* WHAT THE TASK ASKS
Emit a verbatim copy of the lines running from the line with "point: the white car, one" through the end of the material below.

* Object point labels
★ ★ ★ ★ ★

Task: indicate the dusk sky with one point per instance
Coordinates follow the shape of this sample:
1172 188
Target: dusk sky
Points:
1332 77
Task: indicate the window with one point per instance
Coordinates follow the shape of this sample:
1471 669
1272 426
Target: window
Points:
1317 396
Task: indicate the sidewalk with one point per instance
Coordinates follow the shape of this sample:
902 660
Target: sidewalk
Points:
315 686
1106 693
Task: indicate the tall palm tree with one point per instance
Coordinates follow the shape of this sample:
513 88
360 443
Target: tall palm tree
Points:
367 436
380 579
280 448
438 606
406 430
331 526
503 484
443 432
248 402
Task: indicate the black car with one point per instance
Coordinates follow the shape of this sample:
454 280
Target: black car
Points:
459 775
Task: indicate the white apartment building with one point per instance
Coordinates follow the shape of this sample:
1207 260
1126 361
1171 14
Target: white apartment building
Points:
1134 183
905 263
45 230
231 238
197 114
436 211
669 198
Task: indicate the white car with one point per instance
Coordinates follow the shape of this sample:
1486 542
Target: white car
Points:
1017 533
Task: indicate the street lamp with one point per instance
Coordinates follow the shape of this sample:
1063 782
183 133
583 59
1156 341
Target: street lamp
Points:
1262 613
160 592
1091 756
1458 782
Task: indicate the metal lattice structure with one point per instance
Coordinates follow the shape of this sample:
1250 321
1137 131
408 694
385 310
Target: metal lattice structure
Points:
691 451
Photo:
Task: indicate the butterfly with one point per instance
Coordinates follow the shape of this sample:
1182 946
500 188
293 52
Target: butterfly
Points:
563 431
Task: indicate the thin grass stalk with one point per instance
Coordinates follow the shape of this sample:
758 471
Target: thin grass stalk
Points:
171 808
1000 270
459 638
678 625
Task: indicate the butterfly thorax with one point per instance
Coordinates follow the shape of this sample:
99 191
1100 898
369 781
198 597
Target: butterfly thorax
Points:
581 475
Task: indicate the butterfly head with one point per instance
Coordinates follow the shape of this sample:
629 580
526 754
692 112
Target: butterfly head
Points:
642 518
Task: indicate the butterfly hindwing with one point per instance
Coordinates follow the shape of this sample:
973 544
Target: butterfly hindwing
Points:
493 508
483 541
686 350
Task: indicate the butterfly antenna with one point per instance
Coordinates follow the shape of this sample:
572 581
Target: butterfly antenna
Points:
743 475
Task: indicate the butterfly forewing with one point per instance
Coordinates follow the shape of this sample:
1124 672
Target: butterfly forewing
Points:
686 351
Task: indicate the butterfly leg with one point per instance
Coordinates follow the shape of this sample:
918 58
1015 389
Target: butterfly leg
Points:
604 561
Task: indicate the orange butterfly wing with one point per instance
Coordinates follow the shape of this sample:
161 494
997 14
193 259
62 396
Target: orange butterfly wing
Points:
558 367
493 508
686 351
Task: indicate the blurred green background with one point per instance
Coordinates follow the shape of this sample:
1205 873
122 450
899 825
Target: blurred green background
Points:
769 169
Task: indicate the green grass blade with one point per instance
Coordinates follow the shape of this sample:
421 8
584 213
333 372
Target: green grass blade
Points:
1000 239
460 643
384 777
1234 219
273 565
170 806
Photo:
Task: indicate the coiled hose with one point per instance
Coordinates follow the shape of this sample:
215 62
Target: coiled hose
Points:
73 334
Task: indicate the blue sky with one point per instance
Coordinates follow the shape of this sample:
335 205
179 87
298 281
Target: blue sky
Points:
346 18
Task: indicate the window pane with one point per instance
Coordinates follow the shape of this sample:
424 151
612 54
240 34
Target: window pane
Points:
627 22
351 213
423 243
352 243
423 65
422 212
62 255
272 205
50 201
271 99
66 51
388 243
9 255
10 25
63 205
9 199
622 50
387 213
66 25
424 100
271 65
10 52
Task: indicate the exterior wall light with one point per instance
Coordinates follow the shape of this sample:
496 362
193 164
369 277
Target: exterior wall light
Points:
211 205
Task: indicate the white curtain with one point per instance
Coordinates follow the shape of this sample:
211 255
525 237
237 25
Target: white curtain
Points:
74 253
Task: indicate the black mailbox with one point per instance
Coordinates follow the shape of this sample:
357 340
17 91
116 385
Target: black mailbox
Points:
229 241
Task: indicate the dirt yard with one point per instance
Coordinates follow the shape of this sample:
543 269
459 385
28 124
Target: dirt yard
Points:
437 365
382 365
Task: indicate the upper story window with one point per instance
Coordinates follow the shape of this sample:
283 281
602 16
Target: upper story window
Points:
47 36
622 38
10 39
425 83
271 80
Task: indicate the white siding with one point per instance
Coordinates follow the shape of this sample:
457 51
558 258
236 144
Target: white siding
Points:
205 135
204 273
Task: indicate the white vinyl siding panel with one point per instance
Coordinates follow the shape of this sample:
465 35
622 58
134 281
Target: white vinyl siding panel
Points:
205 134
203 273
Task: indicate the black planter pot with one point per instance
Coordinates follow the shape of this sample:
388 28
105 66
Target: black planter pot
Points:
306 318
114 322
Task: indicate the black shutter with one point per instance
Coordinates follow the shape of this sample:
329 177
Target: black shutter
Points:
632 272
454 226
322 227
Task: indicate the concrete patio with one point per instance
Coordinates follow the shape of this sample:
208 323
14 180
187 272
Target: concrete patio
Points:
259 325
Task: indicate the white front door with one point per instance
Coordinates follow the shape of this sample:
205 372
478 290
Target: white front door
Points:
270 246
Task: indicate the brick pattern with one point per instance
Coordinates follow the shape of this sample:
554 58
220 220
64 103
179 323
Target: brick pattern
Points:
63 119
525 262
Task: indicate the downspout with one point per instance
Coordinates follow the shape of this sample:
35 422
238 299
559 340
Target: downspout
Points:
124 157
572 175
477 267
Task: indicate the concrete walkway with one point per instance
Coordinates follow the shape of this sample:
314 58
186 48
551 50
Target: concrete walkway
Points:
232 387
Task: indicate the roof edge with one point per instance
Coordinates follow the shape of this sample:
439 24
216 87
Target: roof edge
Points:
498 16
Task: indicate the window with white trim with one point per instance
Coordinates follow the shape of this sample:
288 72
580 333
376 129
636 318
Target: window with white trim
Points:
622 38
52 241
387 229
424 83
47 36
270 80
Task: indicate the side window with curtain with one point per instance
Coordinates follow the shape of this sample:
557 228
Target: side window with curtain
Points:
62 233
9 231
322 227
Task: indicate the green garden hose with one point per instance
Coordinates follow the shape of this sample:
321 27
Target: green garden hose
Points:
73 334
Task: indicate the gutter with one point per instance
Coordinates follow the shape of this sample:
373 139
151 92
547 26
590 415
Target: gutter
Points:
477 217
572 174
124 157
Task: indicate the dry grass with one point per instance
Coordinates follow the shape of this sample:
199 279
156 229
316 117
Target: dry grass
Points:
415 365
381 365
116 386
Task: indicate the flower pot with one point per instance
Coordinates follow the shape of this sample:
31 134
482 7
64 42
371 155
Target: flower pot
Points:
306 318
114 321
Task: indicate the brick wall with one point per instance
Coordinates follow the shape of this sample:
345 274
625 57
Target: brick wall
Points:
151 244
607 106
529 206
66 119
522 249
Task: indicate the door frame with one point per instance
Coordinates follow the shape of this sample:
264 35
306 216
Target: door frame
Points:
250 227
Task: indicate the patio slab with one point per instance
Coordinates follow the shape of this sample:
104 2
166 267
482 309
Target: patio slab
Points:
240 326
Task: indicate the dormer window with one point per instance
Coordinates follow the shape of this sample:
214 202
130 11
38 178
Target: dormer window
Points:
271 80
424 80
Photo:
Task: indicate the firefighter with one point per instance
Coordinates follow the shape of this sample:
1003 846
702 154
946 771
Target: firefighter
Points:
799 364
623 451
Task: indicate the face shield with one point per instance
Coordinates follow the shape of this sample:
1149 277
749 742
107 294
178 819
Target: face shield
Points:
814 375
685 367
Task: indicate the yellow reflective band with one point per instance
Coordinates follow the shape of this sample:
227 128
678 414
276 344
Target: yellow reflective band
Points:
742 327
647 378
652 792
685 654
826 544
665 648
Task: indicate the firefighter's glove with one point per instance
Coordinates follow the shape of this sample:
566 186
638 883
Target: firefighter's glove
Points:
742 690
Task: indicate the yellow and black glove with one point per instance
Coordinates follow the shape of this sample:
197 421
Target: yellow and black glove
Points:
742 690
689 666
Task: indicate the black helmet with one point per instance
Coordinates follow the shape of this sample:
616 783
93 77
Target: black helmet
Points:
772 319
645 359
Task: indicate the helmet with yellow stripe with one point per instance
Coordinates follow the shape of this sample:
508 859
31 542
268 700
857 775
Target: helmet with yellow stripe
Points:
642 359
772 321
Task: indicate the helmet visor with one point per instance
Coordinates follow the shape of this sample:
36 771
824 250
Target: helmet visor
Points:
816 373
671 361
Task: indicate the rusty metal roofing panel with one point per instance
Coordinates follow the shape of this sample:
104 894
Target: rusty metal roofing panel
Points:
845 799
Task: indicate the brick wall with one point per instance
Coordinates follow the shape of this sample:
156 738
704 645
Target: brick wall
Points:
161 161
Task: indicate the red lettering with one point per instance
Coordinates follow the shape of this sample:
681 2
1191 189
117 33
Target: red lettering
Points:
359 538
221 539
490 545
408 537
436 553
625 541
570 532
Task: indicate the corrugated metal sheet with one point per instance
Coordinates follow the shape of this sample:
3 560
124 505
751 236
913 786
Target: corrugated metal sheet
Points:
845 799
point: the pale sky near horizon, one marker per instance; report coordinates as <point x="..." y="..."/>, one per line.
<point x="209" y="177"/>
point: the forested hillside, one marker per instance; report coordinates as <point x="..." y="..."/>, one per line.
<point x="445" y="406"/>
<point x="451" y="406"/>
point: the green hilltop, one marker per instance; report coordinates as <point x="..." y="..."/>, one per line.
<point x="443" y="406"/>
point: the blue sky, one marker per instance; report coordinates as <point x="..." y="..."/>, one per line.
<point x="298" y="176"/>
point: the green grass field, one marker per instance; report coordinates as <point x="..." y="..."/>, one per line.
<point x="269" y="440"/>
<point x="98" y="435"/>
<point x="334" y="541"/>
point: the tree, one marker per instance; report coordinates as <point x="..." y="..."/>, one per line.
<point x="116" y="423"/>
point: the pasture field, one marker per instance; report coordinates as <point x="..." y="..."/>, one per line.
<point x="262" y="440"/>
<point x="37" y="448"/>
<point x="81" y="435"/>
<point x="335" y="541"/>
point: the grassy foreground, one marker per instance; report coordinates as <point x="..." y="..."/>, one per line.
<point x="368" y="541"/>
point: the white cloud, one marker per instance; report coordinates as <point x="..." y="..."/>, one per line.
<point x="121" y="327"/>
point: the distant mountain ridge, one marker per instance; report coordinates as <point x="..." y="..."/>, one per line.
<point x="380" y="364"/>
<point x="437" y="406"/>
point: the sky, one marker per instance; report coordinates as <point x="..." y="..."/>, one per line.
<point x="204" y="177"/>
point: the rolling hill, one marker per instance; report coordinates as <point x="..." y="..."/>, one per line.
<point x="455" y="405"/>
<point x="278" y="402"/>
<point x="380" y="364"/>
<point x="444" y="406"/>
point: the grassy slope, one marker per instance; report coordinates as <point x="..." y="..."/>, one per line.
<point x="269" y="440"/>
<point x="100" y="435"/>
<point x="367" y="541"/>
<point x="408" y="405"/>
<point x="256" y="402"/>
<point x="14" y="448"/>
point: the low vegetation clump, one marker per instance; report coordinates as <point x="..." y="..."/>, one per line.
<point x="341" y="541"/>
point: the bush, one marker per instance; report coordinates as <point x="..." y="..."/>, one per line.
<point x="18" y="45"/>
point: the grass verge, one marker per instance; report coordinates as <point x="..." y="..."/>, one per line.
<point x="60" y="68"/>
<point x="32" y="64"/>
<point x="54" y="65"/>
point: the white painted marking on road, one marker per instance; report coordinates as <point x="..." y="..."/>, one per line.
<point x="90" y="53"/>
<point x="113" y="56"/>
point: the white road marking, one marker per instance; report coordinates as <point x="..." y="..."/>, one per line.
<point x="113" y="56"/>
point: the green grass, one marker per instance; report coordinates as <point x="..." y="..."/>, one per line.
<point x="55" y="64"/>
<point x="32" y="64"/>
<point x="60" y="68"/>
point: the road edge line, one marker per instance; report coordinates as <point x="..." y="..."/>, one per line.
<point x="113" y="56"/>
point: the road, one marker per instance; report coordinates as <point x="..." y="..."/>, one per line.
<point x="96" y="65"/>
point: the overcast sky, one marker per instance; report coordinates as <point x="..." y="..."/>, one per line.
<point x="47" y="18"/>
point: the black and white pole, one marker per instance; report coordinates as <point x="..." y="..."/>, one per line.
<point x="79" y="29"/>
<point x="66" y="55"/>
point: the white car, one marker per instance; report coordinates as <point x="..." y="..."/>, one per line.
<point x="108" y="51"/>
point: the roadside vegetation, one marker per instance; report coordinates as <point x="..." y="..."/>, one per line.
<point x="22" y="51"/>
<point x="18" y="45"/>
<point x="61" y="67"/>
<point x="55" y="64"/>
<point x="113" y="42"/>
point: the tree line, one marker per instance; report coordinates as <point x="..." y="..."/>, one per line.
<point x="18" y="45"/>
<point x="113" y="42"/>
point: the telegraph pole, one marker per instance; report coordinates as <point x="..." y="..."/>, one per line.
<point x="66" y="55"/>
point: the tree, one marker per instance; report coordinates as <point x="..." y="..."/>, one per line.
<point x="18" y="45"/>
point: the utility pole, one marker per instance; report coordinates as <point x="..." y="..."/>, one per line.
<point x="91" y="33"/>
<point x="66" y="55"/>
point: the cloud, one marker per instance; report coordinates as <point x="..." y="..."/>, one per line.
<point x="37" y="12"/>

★ ★ ★ ★ ★

* RESPONSE TO THIS TASK
point: the white car, one marker per instance; report coordinates as <point x="..." y="..."/>, one per line.
<point x="108" y="51"/>
point: the roadside vegetation, one marker per instance; report coordinates as <point x="..." y="..."/>, one per line.
<point x="22" y="51"/>
<point x="18" y="45"/>
<point x="61" y="67"/>
<point x="55" y="64"/>
<point x="113" y="42"/>
point: the tree line, one marker per instance; report coordinates as <point x="..." y="..."/>, one per line.
<point x="18" y="45"/>
<point x="113" y="42"/>
point: the telegraph pole, one marker per instance; report coordinates as <point x="..." y="..."/>, one per line.
<point x="66" y="55"/>
point: the tree, one marker per instance; report coordinates as <point x="..." y="..."/>, one per line.
<point x="18" y="45"/>
point: the utility pole, one marker per instance; report coordinates as <point x="..." y="..."/>, one per line.
<point x="91" y="33"/>
<point x="66" y="55"/>
point: the cloud, one marker per instance; report coordinates as <point x="..." y="..."/>, one per line.
<point x="37" y="12"/>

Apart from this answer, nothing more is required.